## STATED GOAL A
Answer these questions from the text about a fashion photography exhibition, marking each answer with the same numeral:
(i) Which photographer is credited for the 1946 image?
(ii) What did the writer's mother include in the writer's birthday package?
(iii) At which venue is the new exhibition being held?
## STATED GOAL B
Write out the passage of the text about a fashion photography exhibition that begins at the words "My mother, who" and stops after "last Friday afternoon.", swapping "vernissage" for "opening".

## DOCUMENT EXCERPT
## Start

John Rowlings, American Vogue, 1943 (left). Frances McLaughlin-Gill, American Vogue, 1946 (right).
My mother, who somehow managed to be a packrat in spite of our itinerant lifestyle, used to include old magazines dating from the year of my birth as part of my birthday package. Gazing at the faded photos of models wearing white gloves, pillbox hats and strands of pearls always provoked an odd sensation, one of being simultaneously connected and disconnected from these women. Their look was as timeless as Jacky Kennedy's trademark Chanel suits yet they weren't part of my personal memories. Coming into Fashion, A Century of Fashion Photography at Condé Nast (“Papier glacé, un siècle de photographie de mode chez Condé Nast”), the new exhibition at Palais Galleira, provoked the same sensation when I attended the vernissage last Friday afternoon.

## End

## STORED RECORDS
## Start

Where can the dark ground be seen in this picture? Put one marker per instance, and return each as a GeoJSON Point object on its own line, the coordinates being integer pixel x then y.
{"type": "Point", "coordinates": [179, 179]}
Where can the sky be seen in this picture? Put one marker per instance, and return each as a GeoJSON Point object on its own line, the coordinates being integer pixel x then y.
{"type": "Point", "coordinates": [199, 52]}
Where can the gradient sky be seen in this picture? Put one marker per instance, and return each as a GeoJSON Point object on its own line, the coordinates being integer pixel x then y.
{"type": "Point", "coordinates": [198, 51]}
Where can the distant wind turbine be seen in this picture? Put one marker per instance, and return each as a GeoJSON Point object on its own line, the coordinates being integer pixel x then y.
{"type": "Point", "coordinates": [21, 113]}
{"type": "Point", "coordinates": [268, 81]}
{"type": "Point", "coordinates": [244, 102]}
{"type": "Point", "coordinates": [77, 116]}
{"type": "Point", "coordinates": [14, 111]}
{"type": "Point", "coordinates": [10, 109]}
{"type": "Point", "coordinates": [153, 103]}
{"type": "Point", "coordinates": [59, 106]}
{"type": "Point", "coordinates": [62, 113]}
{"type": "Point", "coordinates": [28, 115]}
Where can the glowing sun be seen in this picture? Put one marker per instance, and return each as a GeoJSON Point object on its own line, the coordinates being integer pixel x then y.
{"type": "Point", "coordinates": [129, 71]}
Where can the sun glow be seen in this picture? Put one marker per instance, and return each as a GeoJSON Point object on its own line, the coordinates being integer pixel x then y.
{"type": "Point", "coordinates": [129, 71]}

## End

## EXERCISE OUTPUT A
(i) Frances McLaughlin-Gill
(ii) Old magazines dating from the year of the writer's birth
(iii) Palais Galleira

## EXERCISE OUTPUT B
My mother, who somehow managed to be a packrat in spite of our itinerant lifestyle, used to include old magazines dating from the year of my birth as part of my birthday package. Gazing at the faded photos of models wearing white gloves, pillbox hats and strands of pearls always provoked an odd sensation, one of being simultaneously connected and disconnected from these women. Their look was as timeless as Jacky Kennedy's trademark Chanel suits yet they weren't part of my personal memories. Coming into Fashion, A Century of Fashion Photography at Condé Nast (“Papier glacé, un siècle de photographie de mode chez Condé Nast”), the new exhibition at Palais Galleira, provoked the same sensation when I attended the opening last Friday afternoon.